> _TO BE DONE_
Could you print, word for word, everything in the listing from the line containing "Analyze the photograph above and locate the weathered" down to the line containing "[436,138,456,360]", with both of those lines included?

Entries drawn from a collection:
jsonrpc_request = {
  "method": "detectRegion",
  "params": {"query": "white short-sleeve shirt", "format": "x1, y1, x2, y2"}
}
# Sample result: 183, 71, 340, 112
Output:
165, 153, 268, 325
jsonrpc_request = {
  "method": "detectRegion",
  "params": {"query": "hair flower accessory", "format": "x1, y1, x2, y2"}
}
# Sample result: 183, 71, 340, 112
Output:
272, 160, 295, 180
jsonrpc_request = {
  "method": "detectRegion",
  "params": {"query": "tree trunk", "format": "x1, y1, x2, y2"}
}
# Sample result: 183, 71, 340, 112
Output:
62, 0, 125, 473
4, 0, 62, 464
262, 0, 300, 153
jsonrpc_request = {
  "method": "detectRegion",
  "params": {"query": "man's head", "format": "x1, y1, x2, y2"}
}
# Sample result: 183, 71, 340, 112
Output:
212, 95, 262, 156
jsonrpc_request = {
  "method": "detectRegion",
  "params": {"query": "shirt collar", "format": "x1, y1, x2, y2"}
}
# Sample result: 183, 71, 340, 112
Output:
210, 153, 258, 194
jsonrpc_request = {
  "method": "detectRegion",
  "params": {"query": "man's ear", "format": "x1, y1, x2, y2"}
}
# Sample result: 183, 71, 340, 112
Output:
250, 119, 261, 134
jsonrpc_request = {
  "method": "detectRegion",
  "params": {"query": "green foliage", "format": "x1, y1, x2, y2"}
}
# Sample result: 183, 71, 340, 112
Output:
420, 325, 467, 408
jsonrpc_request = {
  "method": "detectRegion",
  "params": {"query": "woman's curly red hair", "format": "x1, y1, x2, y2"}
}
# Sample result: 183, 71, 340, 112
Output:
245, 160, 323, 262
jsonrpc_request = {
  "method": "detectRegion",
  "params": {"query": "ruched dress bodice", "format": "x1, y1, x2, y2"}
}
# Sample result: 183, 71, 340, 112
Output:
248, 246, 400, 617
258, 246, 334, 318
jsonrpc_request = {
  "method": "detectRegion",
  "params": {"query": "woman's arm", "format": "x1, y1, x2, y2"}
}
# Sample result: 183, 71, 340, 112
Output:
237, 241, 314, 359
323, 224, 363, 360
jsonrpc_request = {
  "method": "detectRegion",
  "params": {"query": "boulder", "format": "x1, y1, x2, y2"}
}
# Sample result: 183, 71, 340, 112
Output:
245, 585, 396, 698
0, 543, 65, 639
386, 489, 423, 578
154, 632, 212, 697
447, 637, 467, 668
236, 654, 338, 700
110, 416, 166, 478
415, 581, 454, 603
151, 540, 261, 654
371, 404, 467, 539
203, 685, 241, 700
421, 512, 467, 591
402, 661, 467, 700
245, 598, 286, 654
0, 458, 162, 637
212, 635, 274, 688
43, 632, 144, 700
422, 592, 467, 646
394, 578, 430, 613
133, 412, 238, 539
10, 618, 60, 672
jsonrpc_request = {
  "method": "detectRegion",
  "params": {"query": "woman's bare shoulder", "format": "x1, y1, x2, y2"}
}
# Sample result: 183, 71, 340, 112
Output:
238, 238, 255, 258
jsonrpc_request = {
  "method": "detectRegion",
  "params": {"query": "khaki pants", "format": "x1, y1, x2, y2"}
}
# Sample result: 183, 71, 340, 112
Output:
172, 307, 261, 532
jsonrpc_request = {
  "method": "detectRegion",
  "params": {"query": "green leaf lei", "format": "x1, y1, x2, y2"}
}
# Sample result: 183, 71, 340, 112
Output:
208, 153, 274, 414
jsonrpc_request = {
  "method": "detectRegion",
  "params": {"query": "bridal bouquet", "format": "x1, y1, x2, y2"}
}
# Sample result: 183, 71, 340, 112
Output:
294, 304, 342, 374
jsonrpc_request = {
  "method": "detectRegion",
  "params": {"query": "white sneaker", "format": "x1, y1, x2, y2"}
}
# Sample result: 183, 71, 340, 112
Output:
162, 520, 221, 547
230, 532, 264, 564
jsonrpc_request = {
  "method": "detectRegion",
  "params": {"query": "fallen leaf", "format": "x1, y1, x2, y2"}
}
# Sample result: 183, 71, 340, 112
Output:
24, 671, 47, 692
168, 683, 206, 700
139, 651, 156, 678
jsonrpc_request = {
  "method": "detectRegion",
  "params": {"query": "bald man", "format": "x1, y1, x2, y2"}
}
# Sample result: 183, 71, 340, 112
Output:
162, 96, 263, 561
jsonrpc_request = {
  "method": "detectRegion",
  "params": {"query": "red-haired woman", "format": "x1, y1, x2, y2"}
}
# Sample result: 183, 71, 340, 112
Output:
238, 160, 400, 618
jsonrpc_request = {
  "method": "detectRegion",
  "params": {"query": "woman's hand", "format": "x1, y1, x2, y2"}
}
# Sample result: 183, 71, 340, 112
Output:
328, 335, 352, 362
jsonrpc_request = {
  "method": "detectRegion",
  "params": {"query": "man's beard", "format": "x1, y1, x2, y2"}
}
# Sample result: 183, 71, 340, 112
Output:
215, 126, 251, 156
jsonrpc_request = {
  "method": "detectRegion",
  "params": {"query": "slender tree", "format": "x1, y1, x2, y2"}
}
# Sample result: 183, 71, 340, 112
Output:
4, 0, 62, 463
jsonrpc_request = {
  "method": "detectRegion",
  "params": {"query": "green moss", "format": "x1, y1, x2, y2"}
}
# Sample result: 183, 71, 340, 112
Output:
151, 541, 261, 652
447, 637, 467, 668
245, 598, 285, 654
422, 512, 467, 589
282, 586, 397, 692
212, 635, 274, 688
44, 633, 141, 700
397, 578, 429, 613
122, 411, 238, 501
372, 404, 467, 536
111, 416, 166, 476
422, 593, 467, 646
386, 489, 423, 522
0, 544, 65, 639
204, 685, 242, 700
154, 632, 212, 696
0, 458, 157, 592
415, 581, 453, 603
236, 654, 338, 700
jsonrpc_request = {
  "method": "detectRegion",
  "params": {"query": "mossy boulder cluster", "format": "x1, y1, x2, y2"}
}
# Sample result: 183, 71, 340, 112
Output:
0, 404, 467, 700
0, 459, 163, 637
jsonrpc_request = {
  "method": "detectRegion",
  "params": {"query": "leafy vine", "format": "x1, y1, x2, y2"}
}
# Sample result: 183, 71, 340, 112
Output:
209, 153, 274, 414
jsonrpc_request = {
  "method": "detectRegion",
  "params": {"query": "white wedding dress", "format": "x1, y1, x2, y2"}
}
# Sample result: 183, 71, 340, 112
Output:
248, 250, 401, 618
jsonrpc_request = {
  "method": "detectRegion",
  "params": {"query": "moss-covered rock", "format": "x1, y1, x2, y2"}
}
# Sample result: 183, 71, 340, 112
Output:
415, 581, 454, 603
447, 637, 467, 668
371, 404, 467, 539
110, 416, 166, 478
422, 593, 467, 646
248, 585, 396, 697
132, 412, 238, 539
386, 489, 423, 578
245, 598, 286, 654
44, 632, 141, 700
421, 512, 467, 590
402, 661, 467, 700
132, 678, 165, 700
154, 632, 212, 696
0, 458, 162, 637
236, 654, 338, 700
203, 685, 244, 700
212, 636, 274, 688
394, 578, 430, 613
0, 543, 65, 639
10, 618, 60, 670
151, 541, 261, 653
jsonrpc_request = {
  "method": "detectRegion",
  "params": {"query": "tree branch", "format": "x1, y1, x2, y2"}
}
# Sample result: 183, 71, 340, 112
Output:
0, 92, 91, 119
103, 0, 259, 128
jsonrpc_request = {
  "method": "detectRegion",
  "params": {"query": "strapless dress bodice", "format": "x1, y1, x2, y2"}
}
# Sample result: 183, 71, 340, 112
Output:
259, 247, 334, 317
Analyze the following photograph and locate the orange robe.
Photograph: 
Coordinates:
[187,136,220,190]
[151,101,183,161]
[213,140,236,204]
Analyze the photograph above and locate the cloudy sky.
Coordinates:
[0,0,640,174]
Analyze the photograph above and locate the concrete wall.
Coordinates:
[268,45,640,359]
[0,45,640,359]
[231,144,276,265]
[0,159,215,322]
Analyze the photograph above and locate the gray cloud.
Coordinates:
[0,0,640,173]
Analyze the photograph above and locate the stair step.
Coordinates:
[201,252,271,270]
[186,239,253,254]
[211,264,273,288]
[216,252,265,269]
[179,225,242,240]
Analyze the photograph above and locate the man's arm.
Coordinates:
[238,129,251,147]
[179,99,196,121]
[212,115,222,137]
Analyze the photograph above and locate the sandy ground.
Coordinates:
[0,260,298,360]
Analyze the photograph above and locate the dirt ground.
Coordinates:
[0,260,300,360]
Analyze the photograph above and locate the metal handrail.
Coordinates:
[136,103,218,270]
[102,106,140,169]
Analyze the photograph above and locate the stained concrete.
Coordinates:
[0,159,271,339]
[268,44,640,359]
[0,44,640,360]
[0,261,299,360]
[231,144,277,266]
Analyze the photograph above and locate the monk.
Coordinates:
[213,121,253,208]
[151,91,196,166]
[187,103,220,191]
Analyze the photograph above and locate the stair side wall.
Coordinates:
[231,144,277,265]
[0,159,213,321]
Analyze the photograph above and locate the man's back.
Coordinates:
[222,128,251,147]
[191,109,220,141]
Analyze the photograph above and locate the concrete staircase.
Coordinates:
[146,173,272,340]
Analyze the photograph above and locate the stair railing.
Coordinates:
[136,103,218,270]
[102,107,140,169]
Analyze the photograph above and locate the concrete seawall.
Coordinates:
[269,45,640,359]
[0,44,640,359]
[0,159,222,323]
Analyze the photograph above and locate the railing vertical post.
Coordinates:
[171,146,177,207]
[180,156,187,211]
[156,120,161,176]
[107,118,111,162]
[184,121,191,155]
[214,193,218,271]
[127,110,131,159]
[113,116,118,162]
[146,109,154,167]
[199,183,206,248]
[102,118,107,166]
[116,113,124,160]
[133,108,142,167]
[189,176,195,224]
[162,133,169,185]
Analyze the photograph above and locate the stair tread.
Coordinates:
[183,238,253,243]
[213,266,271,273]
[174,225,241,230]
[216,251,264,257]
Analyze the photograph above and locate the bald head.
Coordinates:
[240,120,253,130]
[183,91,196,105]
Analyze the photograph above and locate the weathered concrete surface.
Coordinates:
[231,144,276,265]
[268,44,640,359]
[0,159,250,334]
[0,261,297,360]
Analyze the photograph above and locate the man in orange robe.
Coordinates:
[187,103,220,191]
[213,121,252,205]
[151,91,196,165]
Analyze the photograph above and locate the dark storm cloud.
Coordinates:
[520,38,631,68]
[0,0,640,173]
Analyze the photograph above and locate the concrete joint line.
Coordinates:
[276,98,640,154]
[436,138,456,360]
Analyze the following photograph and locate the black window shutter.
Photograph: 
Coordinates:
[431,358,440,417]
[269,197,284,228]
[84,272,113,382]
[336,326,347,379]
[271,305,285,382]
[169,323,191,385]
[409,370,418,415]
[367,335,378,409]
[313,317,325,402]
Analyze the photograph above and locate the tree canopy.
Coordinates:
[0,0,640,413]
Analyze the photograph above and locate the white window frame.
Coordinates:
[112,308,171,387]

> _WORKED SOLUTION_
Analyze the photograph above and locate the weathered concrete surface.
Coordinates:
[231,144,276,265]
[268,44,640,359]
[0,159,250,334]
[0,261,297,360]
Analyze the photograph above and locate the man in orange robe.
Coordinates:
[187,103,220,191]
[213,121,252,205]
[151,91,196,165]
Analyze the photograph above and locate the dark storm cloud.
Coordinates:
[520,38,631,68]
[0,0,640,173]
Analyze the photograph above and locate the concrete joint line.
Coordinates:
[276,98,640,154]
[436,138,456,360]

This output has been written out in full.